* Selected passage:
=-=-=

JUDGEMENT
B.J.SHETHNA,J. -
(1.) THE present petitioners Harlal, Shiv Nath and Asu Ram sons of Kushla Ram have filed this writ petition and challenged the impugned order at Annex. 3 dated 1.5.1995 passed by the respondent No. 2, Assistant Commissioner, Colonisation, whereby, he reviewed his earlier order at Annex. 1 passed on 9.8.1991 of awarding compensation to the petitioners for their land.
(2.) THE petitioners land was situated just near to the Rajasthan Canal and because of seepage pf water, the land became un - cultivable and caused substantial damage to the crop on the land, therefore, they applied for compensation before the respondent No. 2, Assistant Commissioner, Colonisation. The petitioner No. 1 was awarded compensation of Rs. 64850/ -, petitioner No. 2 was awarded compensation of Rs. 60000/ - and petitioner No. 3 was awarded compensation of Rs. 21500/ - by the respondent No. 2, Assistant Commissioner, Colonisation by his impugned common order dated 9.8.1991 (Annex. 1). This order was passed after considering the record and hearing the petitioners as well as Executive Engineer. The respondent No. 2 also ordered to pass the award accordingly and issue the pay orders.

=-=-=

* Stated exercise A:
Locate every line in the entries that contains the string "human", matching case exactly, and copy each of those lines.
The court judgment has no connection to the entries that come after it.

* Information provided:

=-=-=

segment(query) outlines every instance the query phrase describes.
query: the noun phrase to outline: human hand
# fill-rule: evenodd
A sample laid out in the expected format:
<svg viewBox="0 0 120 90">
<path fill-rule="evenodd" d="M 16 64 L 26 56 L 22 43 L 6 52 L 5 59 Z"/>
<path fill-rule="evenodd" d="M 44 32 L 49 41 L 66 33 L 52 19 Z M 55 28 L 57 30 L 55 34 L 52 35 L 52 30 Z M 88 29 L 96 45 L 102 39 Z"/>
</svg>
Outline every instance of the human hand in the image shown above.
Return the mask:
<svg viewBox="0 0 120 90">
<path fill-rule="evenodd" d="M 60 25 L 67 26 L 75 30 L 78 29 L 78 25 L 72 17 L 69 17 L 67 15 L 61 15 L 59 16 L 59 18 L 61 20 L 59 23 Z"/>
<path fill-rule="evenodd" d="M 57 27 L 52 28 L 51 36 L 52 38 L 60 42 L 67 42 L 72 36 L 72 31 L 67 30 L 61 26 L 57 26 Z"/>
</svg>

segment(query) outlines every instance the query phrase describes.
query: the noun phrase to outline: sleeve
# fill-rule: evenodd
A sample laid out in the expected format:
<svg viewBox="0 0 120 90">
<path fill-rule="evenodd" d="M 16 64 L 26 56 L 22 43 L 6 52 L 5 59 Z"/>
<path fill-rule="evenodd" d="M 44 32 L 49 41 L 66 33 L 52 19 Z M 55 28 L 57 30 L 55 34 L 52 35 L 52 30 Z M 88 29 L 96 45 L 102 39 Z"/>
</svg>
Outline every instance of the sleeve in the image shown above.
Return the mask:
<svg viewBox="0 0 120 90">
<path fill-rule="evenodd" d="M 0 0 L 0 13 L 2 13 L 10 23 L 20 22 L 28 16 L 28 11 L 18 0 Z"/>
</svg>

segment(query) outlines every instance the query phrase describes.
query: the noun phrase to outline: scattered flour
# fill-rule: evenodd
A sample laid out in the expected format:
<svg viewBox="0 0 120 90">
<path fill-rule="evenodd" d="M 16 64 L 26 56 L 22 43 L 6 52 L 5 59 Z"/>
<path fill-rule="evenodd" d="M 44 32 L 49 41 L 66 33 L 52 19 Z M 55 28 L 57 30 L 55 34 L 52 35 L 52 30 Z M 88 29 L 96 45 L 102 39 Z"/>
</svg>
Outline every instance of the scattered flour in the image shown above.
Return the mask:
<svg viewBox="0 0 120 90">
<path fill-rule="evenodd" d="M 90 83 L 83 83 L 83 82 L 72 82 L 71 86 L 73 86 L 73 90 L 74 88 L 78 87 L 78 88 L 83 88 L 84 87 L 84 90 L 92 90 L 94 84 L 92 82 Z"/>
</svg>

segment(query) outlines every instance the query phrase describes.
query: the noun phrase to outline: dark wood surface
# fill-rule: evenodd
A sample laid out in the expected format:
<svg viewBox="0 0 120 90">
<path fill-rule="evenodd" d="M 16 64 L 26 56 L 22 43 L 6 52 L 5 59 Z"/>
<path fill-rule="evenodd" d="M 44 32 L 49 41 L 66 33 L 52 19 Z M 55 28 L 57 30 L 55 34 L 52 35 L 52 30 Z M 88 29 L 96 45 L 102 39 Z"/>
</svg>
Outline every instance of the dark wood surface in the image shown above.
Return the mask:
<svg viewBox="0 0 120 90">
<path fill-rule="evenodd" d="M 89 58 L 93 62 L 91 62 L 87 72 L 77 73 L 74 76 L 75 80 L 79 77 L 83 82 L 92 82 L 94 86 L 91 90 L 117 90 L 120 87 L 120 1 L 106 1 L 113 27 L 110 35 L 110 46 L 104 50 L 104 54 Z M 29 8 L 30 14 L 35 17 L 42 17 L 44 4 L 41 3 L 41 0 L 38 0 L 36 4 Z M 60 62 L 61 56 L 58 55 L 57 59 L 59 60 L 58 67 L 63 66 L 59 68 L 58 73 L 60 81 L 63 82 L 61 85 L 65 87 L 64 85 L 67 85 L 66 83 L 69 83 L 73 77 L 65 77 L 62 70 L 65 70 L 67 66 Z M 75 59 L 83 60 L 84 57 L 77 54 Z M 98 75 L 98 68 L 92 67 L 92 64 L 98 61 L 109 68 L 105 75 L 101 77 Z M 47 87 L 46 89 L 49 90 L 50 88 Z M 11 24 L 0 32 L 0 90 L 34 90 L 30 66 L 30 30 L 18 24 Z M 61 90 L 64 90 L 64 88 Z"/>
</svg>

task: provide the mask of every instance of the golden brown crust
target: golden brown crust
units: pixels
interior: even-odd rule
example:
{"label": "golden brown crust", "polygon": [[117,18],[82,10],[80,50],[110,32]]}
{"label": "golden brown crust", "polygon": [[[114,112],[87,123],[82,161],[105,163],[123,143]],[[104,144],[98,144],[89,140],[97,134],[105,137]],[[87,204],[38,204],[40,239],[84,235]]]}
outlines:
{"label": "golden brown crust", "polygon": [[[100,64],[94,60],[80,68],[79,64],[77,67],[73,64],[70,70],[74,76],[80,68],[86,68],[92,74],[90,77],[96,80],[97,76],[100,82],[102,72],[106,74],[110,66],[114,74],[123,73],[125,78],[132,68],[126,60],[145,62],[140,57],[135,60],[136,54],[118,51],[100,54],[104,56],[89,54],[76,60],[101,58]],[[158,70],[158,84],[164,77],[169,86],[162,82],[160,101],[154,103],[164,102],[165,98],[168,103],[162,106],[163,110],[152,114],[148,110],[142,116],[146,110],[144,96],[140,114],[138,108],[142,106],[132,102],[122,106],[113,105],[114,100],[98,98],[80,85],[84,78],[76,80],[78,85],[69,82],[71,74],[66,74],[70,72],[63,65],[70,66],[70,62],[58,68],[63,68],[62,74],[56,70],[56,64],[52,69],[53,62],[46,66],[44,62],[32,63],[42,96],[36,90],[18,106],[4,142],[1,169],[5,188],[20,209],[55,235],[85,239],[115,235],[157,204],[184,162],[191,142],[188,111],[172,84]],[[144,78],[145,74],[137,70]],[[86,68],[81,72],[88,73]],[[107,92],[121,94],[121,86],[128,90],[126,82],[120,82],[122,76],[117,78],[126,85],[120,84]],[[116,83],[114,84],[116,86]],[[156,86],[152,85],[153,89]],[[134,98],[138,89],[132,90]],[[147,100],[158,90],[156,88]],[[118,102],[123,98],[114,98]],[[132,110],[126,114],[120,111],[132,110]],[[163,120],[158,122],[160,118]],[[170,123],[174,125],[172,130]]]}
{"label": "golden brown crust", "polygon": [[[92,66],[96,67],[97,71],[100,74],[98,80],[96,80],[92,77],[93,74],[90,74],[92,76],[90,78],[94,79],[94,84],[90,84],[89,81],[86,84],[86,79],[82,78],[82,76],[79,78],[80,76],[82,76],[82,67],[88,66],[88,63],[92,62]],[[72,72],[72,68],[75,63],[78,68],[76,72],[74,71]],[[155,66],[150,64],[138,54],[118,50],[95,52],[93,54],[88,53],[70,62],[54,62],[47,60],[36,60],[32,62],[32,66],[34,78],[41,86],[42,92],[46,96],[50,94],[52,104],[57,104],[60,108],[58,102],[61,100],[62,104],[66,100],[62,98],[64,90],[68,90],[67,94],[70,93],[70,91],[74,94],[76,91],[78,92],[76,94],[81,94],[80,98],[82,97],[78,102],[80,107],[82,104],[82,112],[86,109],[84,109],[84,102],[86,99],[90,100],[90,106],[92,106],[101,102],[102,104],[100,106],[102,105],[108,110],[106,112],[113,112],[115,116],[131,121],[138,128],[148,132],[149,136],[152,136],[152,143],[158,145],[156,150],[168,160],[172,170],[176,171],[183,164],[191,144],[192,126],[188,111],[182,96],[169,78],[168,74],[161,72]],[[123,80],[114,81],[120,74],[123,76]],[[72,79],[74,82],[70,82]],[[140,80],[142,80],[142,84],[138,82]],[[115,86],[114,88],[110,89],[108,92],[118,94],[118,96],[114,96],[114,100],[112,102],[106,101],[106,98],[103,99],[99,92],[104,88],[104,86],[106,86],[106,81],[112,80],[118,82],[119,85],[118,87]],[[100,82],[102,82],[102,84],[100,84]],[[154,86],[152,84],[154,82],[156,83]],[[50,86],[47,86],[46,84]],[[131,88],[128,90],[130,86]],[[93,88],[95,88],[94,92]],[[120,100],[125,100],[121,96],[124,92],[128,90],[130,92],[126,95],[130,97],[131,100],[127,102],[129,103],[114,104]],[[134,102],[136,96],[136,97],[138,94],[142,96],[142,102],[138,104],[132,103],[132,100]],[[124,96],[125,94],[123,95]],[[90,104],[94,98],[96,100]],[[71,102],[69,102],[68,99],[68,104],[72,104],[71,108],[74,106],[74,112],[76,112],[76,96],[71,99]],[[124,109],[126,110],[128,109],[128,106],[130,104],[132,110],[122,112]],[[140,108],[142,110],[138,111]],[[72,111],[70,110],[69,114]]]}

=-=-=

* Stated exercise B:
Duplicate the entire court judgment word for word.

* Complete output A:
query: the noun phrase to outline: human hand
Outline every instance of the human hand in the image shown above.

* Complete output B:
JUDGEMENT
B.J.SHETHNA,J. -
(1.) THE present petitioners Harlal, Shiv Nath and Asu Ram sons of Kushla Ram have filed this writ petition and challenged the impugned order at Annex. 3 dated 1.5.1995 passed by the respondent No. 2, Assistant Commissioner, Colonisation, whereby, he reviewed his earlier order at Annex. 1 passed on 9.8.1991 of awarding compensation to the petitioners for their land.
(2.) THE petitioners land was situated just near to the Rajasthan Canal and because of seepage pf water, the land became un - cultivable and caused substantial damage to the crop on the land, therefore, they applied for compensation before the respondent No. 2, Assistant Commissioner, Colonisation. The petitioner No. 1 was awarded compensation of Rs. 64850/ -, petitioner No. 2 was awarded compensation of Rs. 60000/ - and petitioner No. 3 was awarded compensation of Rs. 21500/ - by the respondent No. 2, Assistant Commissioner, Colonisation by his impugned common order dated 9.8.1991 (Annex. 1). This order was passed after considering the record and hearing the petitioners as well as Executive Engineer. The respondent No. 2 also ordered to pass the award accordingly and issue the pay orders.